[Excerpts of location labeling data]
---

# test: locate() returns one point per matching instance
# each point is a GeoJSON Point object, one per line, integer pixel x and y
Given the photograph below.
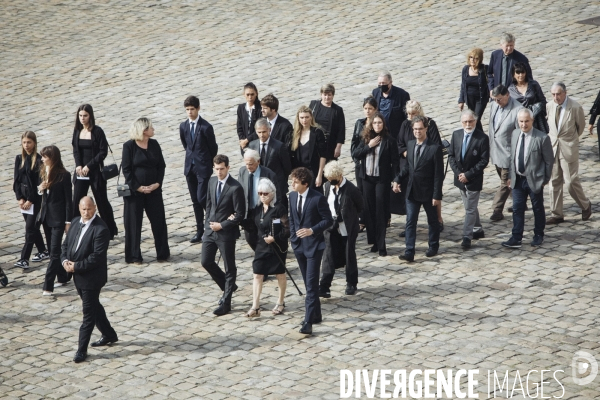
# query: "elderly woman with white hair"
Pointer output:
{"type": "Point", "coordinates": [271, 249]}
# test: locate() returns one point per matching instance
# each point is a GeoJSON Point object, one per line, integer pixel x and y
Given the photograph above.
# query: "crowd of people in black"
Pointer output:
{"type": "Point", "coordinates": [398, 155]}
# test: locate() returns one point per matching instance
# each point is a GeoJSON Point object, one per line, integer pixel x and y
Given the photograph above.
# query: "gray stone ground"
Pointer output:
{"type": "Point", "coordinates": [487, 308]}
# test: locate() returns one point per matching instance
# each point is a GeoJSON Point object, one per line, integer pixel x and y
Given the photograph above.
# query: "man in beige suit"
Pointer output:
{"type": "Point", "coordinates": [567, 122]}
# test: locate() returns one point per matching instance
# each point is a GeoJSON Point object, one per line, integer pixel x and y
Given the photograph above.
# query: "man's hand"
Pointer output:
{"type": "Point", "coordinates": [304, 232]}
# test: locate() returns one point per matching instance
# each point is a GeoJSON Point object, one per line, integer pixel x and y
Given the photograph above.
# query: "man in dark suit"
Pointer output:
{"type": "Point", "coordinates": [468, 156]}
{"type": "Point", "coordinates": [84, 255]}
{"type": "Point", "coordinates": [502, 61]}
{"type": "Point", "coordinates": [392, 102]}
{"type": "Point", "coordinates": [248, 177]}
{"type": "Point", "coordinates": [425, 171]}
{"type": "Point", "coordinates": [309, 217]}
{"type": "Point", "coordinates": [345, 202]}
{"type": "Point", "coordinates": [225, 198]}
{"type": "Point", "coordinates": [198, 140]}
{"type": "Point", "coordinates": [274, 155]}
{"type": "Point", "coordinates": [281, 128]}
{"type": "Point", "coordinates": [531, 162]}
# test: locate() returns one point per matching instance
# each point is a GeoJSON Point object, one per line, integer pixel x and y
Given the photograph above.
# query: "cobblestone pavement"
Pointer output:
{"type": "Point", "coordinates": [487, 308]}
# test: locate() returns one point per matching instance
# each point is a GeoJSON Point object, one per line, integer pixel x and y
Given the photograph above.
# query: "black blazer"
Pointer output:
{"type": "Point", "coordinates": [231, 202]}
{"type": "Point", "coordinates": [484, 93]}
{"type": "Point", "coordinates": [91, 268]}
{"type": "Point", "coordinates": [399, 98]}
{"type": "Point", "coordinates": [476, 159]}
{"type": "Point", "coordinates": [245, 130]}
{"type": "Point", "coordinates": [388, 159]}
{"type": "Point", "coordinates": [282, 130]}
{"type": "Point", "coordinates": [201, 150]}
{"type": "Point", "coordinates": [57, 202]}
{"type": "Point", "coordinates": [318, 148]}
{"type": "Point", "coordinates": [351, 205]}
{"type": "Point", "coordinates": [425, 179]}
{"type": "Point", "coordinates": [277, 160]}
{"type": "Point", "coordinates": [495, 67]}
{"type": "Point", "coordinates": [26, 181]}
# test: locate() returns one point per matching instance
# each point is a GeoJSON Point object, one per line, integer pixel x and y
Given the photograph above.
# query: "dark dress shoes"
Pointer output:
{"type": "Point", "coordinates": [306, 329]}
{"type": "Point", "coordinates": [197, 238]}
{"type": "Point", "coordinates": [104, 341]}
{"type": "Point", "coordinates": [222, 310]}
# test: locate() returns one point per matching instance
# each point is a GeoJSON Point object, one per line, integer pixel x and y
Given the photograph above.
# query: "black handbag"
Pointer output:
{"type": "Point", "coordinates": [111, 170]}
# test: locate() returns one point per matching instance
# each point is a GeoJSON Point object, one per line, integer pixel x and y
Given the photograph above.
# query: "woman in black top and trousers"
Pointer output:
{"type": "Point", "coordinates": [144, 170]}
{"type": "Point", "coordinates": [378, 152]}
{"type": "Point", "coordinates": [27, 175]}
{"type": "Point", "coordinates": [56, 213]}
{"type": "Point", "coordinates": [90, 148]}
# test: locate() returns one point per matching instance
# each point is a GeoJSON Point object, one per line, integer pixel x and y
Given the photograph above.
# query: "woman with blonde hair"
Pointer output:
{"type": "Point", "coordinates": [144, 170]}
{"type": "Point", "coordinates": [308, 146]}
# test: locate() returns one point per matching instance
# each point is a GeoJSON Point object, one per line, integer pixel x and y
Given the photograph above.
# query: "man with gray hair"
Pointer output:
{"type": "Point", "coordinates": [391, 102]}
{"type": "Point", "coordinates": [567, 122]}
{"type": "Point", "coordinates": [502, 61]}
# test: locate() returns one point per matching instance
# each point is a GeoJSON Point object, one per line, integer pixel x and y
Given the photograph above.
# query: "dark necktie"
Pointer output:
{"type": "Point", "coordinates": [522, 155]}
{"type": "Point", "coordinates": [251, 192]}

---

Omit pictures; set down the rest of the material word for word.

# test: locate() returns one point per matching instance
# each point is a GeoJSON Point object, one per line, integer pixel x and y
Given the photograph below.
# query: "elderly woman with white hair"
Pointer output:
{"type": "Point", "coordinates": [271, 249]}
# test: locate() returns one point per matching instance
# each point is a GeoJSON Point object, one per line, integer pixel x and y
Given the photograph above.
# query: "crowd of people in black"
Pointer output:
{"type": "Point", "coordinates": [398, 155]}
# test: locate() returns one point per matching instance
# each point is a GeoJSON Point object, one per line, integer pixel x and y
Given the photograph above.
# query: "gray stone ground"
Pointer output:
{"type": "Point", "coordinates": [487, 308]}
# test: locate() returns one point per matching instance
# each point is a GeoJSON Point object, one per line, integer pixel x and y
Given the photograph above.
# query: "man in beige suit"
Pointer output:
{"type": "Point", "coordinates": [567, 122]}
# test: locate() returns one point per matching instance
# each point is a GeoJSON Point object, one per line, integer pixel x and y
Given the photograph above.
# query: "man's hand"
Pointer output:
{"type": "Point", "coordinates": [304, 232]}
# test: locate() returns one point per matching instance
# each point is a GeoJSON Point object, one per line, integer pixel x and y
Given the photograph above.
# query: "man in dark suit"
Pointer output:
{"type": "Point", "coordinates": [468, 156]}
{"type": "Point", "coordinates": [84, 255]}
{"type": "Point", "coordinates": [502, 61]}
{"type": "Point", "coordinates": [392, 102]}
{"type": "Point", "coordinates": [248, 177]}
{"type": "Point", "coordinates": [425, 171]}
{"type": "Point", "coordinates": [309, 217]}
{"type": "Point", "coordinates": [345, 202]}
{"type": "Point", "coordinates": [225, 198]}
{"type": "Point", "coordinates": [198, 140]}
{"type": "Point", "coordinates": [274, 155]}
{"type": "Point", "coordinates": [281, 128]}
{"type": "Point", "coordinates": [531, 162]}
# test: locate() returns one point per matching instance
# each point is a GeoJSON Point object, one per line, integer pixel x and y
Given the photograph above.
# query: "cobblestone pavement"
Pointer output:
{"type": "Point", "coordinates": [487, 308]}
# test: locate() returns one point per matching instance
# each point is a GeoJSON Point object, one per line, integer pixel x and y
Given the photograph above.
# query: "black blazer"
Pointer output:
{"type": "Point", "coordinates": [231, 202]}
{"type": "Point", "coordinates": [484, 93]}
{"type": "Point", "coordinates": [91, 268]}
{"type": "Point", "coordinates": [399, 98]}
{"type": "Point", "coordinates": [476, 159]}
{"type": "Point", "coordinates": [245, 130]}
{"type": "Point", "coordinates": [388, 159]}
{"type": "Point", "coordinates": [282, 130]}
{"type": "Point", "coordinates": [201, 150]}
{"type": "Point", "coordinates": [57, 202]}
{"type": "Point", "coordinates": [318, 148]}
{"type": "Point", "coordinates": [351, 205]}
{"type": "Point", "coordinates": [425, 179]}
{"type": "Point", "coordinates": [277, 160]}
{"type": "Point", "coordinates": [495, 67]}
{"type": "Point", "coordinates": [26, 181]}
# test: locate() returns one point per matching instance
# each point is a GeoJSON Point object, one per line, integer pixel x and y
Given the photograph above.
# query: "dark dress shoes"
Pointer output:
{"type": "Point", "coordinates": [306, 329]}
{"type": "Point", "coordinates": [197, 238]}
{"type": "Point", "coordinates": [104, 341]}
{"type": "Point", "coordinates": [222, 310]}
# test: locate() returns one point per matching instance
# each point is a GeoJSON Point object, one per line, integer pixel x and y
Given the photograph above.
# query: "black handbag"
Pointer output:
{"type": "Point", "coordinates": [111, 170]}
# test: locate() returns one point per matching instance
# each point is a GeoJSON Point object, one per line, integer pixel x and y
Given the photograph above.
# query: "woman in black top and trousers"
Pointer output:
{"type": "Point", "coordinates": [144, 170]}
{"type": "Point", "coordinates": [378, 152]}
{"type": "Point", "coordinates": [27, 175]}
{"type": "Point", "coordinates": [56, 213]}
{"type": "Point", "coordinates": [90, 148]}
# test: locate() returns one point per matching instance
# each point is a GeoJSON Point object, one per line, integer pixel x and y
Given the photograph above.
# query: "woman with blonde hair"
Pointer output:
{"type": "Point", "coordinates": [144, 170]}
{"type": "Point", "coordinates": [308, 146]}
# test: locate() returns one point per matching instance
# each point is a GeoJSON Point object, one per line, integer pixel x and y
Given the photograph above.
# query: "man with gray hair"
Pointer output:
{"type": "Point", "coordinates": [391, 102]}
{"type": "Point", "coordinates": [567, 122]}
{"type": "Point", "coordinates": [502, 61]}
# test: locate() returns one point per matching instance
# each point is a GeoJSON Point object, one per line, integer pixel x and y
Given the photograph above.
# query: "dark necktie"
Pointer output:
{"type": "Point", "coordinates": [522, 155]}
{"type": "Point", "coordinates": [251, 192]}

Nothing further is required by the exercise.